| Short problem |
Convert the data from the line with "like x=573 y=358." to the line with "x=231 y=264", both included, into a Markdown table with the columns Row and Entry. Give each line its own numbered row and omit blank lines.

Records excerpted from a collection
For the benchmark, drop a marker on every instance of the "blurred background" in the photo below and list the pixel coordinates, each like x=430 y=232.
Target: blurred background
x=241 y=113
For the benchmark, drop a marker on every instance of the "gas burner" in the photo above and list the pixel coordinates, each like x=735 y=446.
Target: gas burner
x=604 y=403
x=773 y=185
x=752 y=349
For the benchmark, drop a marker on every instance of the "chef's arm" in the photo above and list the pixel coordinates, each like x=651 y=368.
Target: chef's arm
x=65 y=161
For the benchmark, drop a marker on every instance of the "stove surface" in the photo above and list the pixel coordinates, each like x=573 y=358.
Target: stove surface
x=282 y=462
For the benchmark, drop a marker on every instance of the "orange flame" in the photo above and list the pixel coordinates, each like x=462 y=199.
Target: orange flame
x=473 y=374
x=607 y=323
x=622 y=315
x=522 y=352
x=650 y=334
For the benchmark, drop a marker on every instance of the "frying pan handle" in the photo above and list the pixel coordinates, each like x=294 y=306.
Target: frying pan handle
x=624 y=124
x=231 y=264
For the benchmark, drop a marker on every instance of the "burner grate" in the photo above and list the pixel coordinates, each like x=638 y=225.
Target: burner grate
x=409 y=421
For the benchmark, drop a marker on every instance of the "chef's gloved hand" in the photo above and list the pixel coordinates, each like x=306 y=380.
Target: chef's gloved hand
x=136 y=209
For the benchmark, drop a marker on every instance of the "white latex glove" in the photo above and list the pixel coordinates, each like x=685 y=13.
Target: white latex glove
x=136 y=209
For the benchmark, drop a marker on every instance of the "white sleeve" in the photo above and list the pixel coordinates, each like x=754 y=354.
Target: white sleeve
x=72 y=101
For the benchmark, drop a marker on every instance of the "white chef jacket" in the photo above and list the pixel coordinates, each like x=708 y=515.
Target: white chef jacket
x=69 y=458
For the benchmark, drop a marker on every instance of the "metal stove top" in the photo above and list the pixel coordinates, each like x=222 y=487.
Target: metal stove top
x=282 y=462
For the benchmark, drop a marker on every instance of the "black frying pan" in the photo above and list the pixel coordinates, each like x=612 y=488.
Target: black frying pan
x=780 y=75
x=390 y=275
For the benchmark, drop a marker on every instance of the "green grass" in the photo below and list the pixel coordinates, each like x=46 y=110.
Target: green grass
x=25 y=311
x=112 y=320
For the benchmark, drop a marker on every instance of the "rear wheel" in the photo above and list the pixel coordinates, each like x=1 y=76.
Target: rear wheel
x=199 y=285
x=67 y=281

| Result for this task |
| Row | Entry |
|---|---|
| 1 | For the benchmark, drop a marker on every instance of the "stove surface" in the photo above and list the pixel coordinates, each like x=573 y=358. |
| 2 | Target: stove surface |
| 3 | x=282 y=462 |
| 4 | For the benchmark, drop a marker on every instance of the "orange flame" in the photo above and list the pixel coordinates, each like x=462 y=199. |
| 5 | Target: orange flame |
| 6 | x=473 y=374 |
| 7 | x=607 y=323 |
| 8 | x=622 y=315 |
| 9 | x=522 y=352 |
| 10 | x=650 y=334 |
| 11 | For the benchmark, drop a marker on every instance of the "frying pan handle" in the photo above and list the pixel coordinates, each like x=294 y=306. |
| 12 | Target: frying pan handle |
| 13 | x=624 y=124 |
| 14 | x=231 y=264 |